**TASK DESCRIPTION**
Copy the listing below line for line, with no changes.

-- BEGIN --

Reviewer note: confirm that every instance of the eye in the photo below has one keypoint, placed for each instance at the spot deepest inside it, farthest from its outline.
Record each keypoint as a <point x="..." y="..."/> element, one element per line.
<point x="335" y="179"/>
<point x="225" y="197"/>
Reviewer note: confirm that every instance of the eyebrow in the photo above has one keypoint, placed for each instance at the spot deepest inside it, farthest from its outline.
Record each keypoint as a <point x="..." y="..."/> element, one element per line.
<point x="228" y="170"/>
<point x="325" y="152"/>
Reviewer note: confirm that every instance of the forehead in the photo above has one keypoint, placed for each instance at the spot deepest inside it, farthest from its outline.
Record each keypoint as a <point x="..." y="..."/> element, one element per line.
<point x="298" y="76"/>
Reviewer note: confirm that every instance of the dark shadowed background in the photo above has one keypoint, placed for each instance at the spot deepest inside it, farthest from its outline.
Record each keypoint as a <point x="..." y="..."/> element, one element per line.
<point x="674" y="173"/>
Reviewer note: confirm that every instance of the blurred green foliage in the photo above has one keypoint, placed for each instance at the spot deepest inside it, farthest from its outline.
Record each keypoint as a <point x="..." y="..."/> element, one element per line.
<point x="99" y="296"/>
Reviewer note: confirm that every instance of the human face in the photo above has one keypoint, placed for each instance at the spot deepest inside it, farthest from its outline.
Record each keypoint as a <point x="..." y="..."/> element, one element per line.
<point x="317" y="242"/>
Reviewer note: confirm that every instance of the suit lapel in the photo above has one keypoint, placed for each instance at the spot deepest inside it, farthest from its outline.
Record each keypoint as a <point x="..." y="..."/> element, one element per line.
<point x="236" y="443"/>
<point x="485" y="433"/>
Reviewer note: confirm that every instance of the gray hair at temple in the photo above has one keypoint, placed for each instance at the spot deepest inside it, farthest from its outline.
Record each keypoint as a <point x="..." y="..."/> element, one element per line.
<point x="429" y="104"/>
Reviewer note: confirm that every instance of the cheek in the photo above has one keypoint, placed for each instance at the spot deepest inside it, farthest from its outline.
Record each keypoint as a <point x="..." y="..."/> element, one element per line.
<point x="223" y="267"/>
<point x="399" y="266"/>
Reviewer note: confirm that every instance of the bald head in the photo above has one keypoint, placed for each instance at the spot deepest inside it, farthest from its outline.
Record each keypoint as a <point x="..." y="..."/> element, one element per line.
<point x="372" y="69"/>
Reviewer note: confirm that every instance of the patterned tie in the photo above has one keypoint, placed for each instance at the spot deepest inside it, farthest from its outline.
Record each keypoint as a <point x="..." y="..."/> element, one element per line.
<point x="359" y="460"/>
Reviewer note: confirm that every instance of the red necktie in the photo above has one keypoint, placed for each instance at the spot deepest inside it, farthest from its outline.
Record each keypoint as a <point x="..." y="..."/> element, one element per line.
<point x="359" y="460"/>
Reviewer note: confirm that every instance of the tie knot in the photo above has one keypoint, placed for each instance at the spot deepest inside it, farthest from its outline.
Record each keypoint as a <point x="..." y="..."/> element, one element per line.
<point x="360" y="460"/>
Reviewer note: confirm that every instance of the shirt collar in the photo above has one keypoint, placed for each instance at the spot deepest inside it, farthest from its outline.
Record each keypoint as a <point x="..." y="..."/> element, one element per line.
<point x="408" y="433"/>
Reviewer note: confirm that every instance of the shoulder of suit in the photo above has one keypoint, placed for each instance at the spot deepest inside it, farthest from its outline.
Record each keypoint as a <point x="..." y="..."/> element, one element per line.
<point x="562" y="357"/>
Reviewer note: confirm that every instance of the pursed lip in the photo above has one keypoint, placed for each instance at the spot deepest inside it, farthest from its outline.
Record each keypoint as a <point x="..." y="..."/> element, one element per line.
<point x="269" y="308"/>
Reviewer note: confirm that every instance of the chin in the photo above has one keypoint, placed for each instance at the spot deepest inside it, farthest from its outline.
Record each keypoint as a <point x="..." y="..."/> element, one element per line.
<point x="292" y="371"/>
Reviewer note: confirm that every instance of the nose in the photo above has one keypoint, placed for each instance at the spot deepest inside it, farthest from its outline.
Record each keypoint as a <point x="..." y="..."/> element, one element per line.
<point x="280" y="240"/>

-- END --

**EXPECTED ANSWER**
Reviewer note: confirm that every instance of the eye in the photo below has one keypoint, placed for each instance at the spot deepest inside it, farthest from its outline.
Record each keypoint as a <point x="..." y="..."/> element, one element per line.
<point x="335" y="179"/>
<point x="225" y="197"/>
Reviewer note: confirm that every instance of the eyebrow in the photo above has one keypoint, placed for each instance at the spot deepest inside it, farthest from its outline.
Record each keypoint as a <point x="..." y="..."/> element, one element per line.
<point x="228" y="170"/>
<point x="325" y="152"/>
Reviewer note: confirm that every instance of the forehead in the photo above has one keypoint, placed for each instance at the spot deepest inside it, farthest from its outline.
Record each keypoint as a <point x="..." y="..."/> element, one element per line.
<point x="298" y="76"/>
Reviewer note: confirm that every instance of the dark shadowed background in the photo above has one keypoint, placed for each instance at the spot deepest inside it, farthest from its outline.
Record each keypoint as a <point x="..." y="..."/> element, one element per line.
<point x="674" y="173"/>
Reviewer note: confirm that every instance of the blurred green foliage in the photo above has one keypoint, placed for each instance at the spot deepest inside it, farthest from its outline.
Record each keypoint as a <point x="..." y="..."/> element, one element per line.
<point x="99" y="296"/>
Reviewer note: confirm that every instance of the human face in the photo above has one keypoint, placed for each instance at the spot deepest inside it, farthest from its outline.
Record each keypoint as a <point x="..." y="..."/> element, one element per line.
<point x="317" y="242"/>
Reviewer note: confirm that every instance of the suit lapel in the photo above has one keypoint, placed for each instance at the spot deepest inside it, farthest from its outline.
Record each keypoint as a <point x="..." y="..."/> element, one element per line.
<point x="236" y="443"/>
<point x="485" y="433"/>
Reviewer note: confirm that every instance of the gray hair at temple in the photo above has one keypoint, placed for each instance at the spot deepest inside it, farthest from its outline.
Record each keypoint as a <point x="..." y="..."/> element, one element per line.
<point x="429" y="104"/>
Reviewer note: confirm that every instance of the cheek in the photo above has one keypoint, placed for each instance at the spot deepest inside it, farthest from its outline.
Record each keypoint as a <point x="..." y="..."/> element, one element per line.
<point x="223" y="267"/>
<point x="399" y="266"/>
Reviewer note: confirm that every instance of the bald head in the photo above has one keypoint, placed for each instance at the spot deepest inside it, farthest from its outline.
Record each keypoint as a <point x="..." y="..."/> element, one element per line.
<point x="372" y="69"/>
Reviewer note: confirm that every instance of the patterned tie in the photo above has one keypoint, placed for each instance at the spot deepest inside it, farthest from its outline.
Record each keypoint as a <point x="..." y="..."/> element, one element per line.
<point x="359" y="460"/>
Reviewer note: confirm that every instance of the red necktie in the photo above has one keypoint, placed for each instance at the spot deepest inside it, farthest from its outline.
Record each keypoint as a <point x="..." y="..."/> element, one element per line.
<point x="359" y="460"/>
Reviewer note: confirm that every instance of the tie knot in the photo above has one keypoint, placed for each instance at the spot deepest inside it, farthest from its outline.
Record each keypoint as a <point x="..." y="..."/> element, one element per line.
<point x="360" y="460"/>
Reviewer note: confirm that every instance of the shirt collar in the photo above has one keypoint, placed for each instance at the spot deepest inside it, farthest from its outline.
Record each keypoint as a <point x="..." y="..."/> element, one element per line.
<point x="408" y="433"/>
Reviewer note: confirm that every instance of the shoulder of suit in the photo above has one keypoint, placed for each instance at the spot deepest inside it, farthest from its outline.
Record each keypoint as a <point x="..." y="..."/> element, one element per line.
<point x="562" y="357"/>
Reviewer note: confirm that every instance of the pursed lip in the photo above has one keypoint, placed for each instance at the spot deepest inside it, farthest from its outline.
Record each keypoint as a <point x="..." y="..."/> element, one element per line.
<point x="269" y="308"/>
Reviewer note: confirm that every instance of the chin in the photo above has one keypoint, placed for each instance at the spot deepest inside it, farthest from its outline.
Record each keypoint as a <point x="..." y="..."/> element, one element per line.
<point x="292" y="371"/>
Reviewer note: confirm that every instance of the nose in the photo above has one keypoint, placed for each instance at the spot deepest inside it, farthest from its outline.
Record each keypoint as a <point x="..." y="..."/> element, one element per line.
<point x="280" y="240"/>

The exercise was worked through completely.